## TASK REQUIREMENTS
1 – In the blog post on science vs. religion, how confident does the writer say they are that holy book scribes never set out to write a textbook?
2 – Restate the passage of the blog post on science vs. religion from "I had some topics" up to and including "by it honestly.", substituting "emotional" for "passionate".
(EXERCISE TEXT begins)
Inquisitive Part 8 – What’s the purpose? (Science vs. Religion)
Submitted by admin on Sat, 01/24/2015 – 16:07
Inquisitive Part 8 – What’s the purpose? (Science vs. Religion)
I had some topics slated to discuss next—my views on the Old Testament, the power of story, culture, and what grace/atonement mean to me—but some of my recent posts have touched nerves, both in the comments and in offline conversations. I love it actually, because it forces me to think and evaluate. Dialogue prompts me examine different perspectives, especially when points are as valid as the ones my friends raise (you know who you are). I also see that where people get passionate, it’s usually because of intensely personal experiences. Where people get angry, it’s usually because they’ve been hurt. In other words, we each come by it honestly.
So I’d like to shift gears and discuss why I think much of the science vs. religion debate is unnecessary.
Let’s start by saying what religion is NOT. Scripture isn’t a textbook, and I’m 83% confident that holy book scribes never set out to write one. Oral traditions might weave yarns about this or that in the natural world, but today we’d be fools to study Greek mythology for clues about the weather. Ancient ideas on medicine or mental health are not only dubious, but dangerous. Would you trust your child’s diagnoses to someone trained in the Roman Empire school of thought? Would you lean on a scholarly interpretation written in 1373? Why, then, are we relying official explanations voted upon a thousand years ago? It’s curious that modern people feel the need to entertain convoluted explanations, hoping they can force the Bible and science to jibe.
(EXERCISE TEXT ends)
(GIVEN DATA begins)
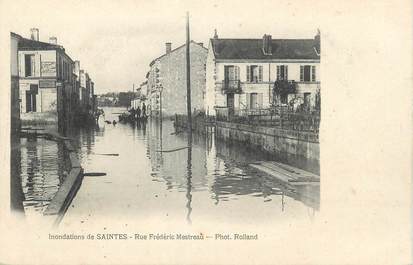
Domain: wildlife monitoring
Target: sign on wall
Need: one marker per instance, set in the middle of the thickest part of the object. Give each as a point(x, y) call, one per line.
point(48, 68)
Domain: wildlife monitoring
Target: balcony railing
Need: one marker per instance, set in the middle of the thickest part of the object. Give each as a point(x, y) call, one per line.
point(231, 86)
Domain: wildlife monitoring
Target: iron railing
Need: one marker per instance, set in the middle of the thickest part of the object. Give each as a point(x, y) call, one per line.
point(279, 117)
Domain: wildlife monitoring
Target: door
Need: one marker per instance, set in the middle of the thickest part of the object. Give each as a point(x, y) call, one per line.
point(33, 90)
point(307, 98)
point(28, 101)
point(230, 103)
point(253, 100)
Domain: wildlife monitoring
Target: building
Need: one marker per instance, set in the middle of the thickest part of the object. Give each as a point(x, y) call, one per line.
point(45, 80)
point(14, 92)
point(245, 74)
point(166, 80)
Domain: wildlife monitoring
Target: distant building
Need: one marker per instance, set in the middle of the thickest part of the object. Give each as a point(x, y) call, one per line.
point(166, 80)
point(14, 92)
point(45, 82)
point(241, 73)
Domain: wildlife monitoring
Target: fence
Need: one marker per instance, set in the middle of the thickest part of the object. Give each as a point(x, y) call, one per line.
point(279, 116)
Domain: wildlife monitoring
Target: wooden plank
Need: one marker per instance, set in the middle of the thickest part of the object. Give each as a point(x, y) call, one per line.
point(273, 167)
point(271, 172)
point(297, 170)
point(286, 173)
point(289, 170)
point(64, 195)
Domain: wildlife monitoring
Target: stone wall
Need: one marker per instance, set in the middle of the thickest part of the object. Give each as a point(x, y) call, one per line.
point(271, 140)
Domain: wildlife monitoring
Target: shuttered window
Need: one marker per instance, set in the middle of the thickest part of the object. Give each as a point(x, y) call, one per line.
point(260, 100)
point(305, 73)
point(282, 72)
point(254, 73)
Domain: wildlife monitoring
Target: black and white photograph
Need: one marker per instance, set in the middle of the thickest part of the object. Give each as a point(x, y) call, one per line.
point(137, 123)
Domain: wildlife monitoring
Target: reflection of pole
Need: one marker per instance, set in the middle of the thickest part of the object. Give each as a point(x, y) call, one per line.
point(282, 201)
point(188, 104)
point(188, 77)
point(189, 183)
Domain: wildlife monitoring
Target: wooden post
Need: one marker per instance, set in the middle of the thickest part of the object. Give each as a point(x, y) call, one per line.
point(188, 77)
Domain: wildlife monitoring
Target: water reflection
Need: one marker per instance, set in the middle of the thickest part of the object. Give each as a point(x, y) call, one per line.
point(180, 175)
point(43, 169)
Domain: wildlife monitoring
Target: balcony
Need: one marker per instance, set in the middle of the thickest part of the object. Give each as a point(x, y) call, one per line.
point(231, 86)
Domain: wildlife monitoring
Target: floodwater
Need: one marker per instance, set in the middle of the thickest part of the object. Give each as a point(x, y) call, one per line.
point(155, 176)
point(42, 168)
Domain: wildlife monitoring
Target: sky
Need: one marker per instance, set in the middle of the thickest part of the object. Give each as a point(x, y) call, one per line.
point(116, 40)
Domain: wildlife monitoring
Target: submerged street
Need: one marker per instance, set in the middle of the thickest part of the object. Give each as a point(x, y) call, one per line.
point(148, 180)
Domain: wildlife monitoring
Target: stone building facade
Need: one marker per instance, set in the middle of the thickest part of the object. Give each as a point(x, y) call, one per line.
point(14, 78)
point(50, 83)
point(241, 73)
point(166, 80)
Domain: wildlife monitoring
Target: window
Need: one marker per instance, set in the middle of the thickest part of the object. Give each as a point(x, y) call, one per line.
point(29, 64)
point(282, 72)
point(31, 99)
point(254, 73)
point(307, 73)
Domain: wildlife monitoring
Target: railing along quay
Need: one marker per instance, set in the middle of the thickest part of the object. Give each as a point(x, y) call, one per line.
point(279, 117)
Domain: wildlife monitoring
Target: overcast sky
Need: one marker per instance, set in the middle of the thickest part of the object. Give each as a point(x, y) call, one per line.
point(116, 40)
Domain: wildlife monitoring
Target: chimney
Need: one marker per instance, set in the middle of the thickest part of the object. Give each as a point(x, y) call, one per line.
point(34, 34)
point(53, 40)
point(266, 44)
point(168, 47)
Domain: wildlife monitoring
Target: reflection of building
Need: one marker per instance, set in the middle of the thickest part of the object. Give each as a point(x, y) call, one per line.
point(241, 73)
point(45, 72)
point(173, 166)
point(167, 80)
point(14, 92)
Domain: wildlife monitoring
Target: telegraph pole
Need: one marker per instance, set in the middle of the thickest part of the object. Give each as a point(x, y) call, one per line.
point(188, 78)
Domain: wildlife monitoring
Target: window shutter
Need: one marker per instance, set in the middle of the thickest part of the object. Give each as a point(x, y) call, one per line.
point(286, 72)
point(21, 65)
point(260, 99)
point(278, 72)
point(313, 73)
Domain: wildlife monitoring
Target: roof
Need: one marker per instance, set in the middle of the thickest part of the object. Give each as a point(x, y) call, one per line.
point(252, 49)
point(28, 44)
point(177, 48)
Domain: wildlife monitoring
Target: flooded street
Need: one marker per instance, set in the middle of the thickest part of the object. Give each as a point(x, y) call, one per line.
point(207, 181)
point(43, 169)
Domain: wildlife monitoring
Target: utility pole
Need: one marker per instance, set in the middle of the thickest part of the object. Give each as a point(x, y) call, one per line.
point(188, 78)
point(133, 95)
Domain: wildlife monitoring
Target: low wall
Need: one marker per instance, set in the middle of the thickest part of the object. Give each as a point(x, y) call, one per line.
point(271, 140)
point(68, 189)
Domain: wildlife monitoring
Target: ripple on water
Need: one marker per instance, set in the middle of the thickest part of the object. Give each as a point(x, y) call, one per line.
point(42, 170)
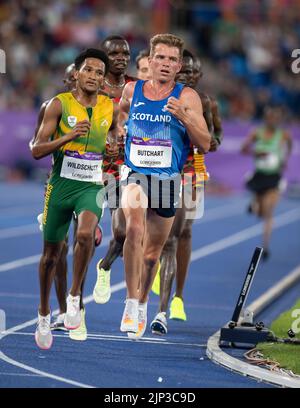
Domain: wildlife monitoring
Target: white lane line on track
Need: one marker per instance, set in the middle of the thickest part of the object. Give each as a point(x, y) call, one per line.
point(42, 373)
point(248, 233)
point(251, 232)
point(103, 337)
point(213, 214)
point(31, 260)
point(14, 232)
point(19, 375)
point(281, 220)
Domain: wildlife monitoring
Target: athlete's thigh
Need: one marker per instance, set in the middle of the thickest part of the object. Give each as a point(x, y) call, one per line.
point(90, 199)
point(56, 217)
point(157, 230)
point(134, 201)
point(269, 201)
point(178, 224)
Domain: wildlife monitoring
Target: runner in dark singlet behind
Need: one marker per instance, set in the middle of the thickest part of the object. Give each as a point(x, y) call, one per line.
point(118, 52)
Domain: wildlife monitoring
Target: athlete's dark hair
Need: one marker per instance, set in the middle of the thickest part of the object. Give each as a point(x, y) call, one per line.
point(91, 53)
point(142, 54)
point(168, 39)
point(112, 38)
point(187, 54)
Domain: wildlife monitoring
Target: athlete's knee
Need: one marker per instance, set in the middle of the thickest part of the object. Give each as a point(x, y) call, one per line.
point(85, 237)
point(134, 232)
point(151, 259)
point(49, 260)
point(170, 245)
point(187, 231)
point(64, 249)
point(119, 234)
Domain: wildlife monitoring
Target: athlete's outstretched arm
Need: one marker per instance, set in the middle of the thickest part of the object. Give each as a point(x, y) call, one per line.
point(188, 109)
point(38, 124)
point(125, 103)
point(247, 145)
point(112, 148)
point(217, 124)
point(42, 146)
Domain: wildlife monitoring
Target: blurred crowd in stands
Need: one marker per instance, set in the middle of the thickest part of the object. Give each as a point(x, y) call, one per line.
point(245, 46)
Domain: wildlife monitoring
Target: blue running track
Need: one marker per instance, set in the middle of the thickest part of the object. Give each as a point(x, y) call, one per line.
point(223, 242)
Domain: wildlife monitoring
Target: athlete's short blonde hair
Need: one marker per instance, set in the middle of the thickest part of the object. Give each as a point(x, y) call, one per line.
point(167, 39)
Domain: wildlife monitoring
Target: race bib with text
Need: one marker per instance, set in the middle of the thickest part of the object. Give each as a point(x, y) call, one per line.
point(151, 153)
point(82, 167)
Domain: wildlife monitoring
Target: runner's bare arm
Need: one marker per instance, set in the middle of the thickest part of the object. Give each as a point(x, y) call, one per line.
point(246, 146)
point(43, 146)
point(112, 148)
point(217, 124)
point(188, 109)
point(39, 121)
point(125, 103)
point(287, 139)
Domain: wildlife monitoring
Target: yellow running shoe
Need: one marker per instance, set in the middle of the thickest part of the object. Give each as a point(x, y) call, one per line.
point(156, 282)
point(142, 323)
point(80, 333)
point(102, 290)
point(177, 309)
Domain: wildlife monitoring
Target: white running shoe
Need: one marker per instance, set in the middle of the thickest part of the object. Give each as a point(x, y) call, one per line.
point(40, 221)
point(142, 322)
point(58, 323)
point(130, 322)
point(102, 291)
point(73, 316)
point(43, 335)
point(80, 333)
point(159, 324)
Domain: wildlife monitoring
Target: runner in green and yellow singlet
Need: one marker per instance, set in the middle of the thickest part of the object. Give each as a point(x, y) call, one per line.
point(74, 130)
point(270, 145)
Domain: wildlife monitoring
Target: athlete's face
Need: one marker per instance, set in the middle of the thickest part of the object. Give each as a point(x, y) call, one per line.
point(143, 71)
point(118, 53)
point(165, 63)
point(91, 75)
point(272, 117)
point(185, 75)
point(197, 73)
point(69, 79)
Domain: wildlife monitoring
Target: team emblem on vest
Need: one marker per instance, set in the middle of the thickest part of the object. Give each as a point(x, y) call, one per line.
(GIVEN DATA ends)
## RESULTS BY TASK
1 – 83% confident

2 –
I had some topics slated to discuss next—my views on the Old Testament, the power of story, culture, and what grace/atonement mean to me—but some of my recent posts have touched nerves, both in the comments and in offline conversations. I love it actually, because it forces me to think and evaluate. Dialogue prompts me examine different perspectives, especially when points are as valid as the ones my friends raise (you know who you are). I also see that where people get emotional, it’s usually because of intensely personal experiences. Where people get angry, it’s usually because they’ve been hurt. In other words, we each come by it honestly.